— START SUPPLIED RECORDS —

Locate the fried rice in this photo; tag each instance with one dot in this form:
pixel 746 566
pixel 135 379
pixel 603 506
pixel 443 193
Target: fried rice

— END SUPPLIED RECORDS —

**GIVEN EXERCISE:** Reproduce the entries above verbatim, line for line.

**EXERCISE RESPONSE:**
Locate the fried rice in this photo; tag each instance with one dot in this form:
pixel 746 566
pixel 135 379
pixel 603 506
pixel 443 193
Target: fried rice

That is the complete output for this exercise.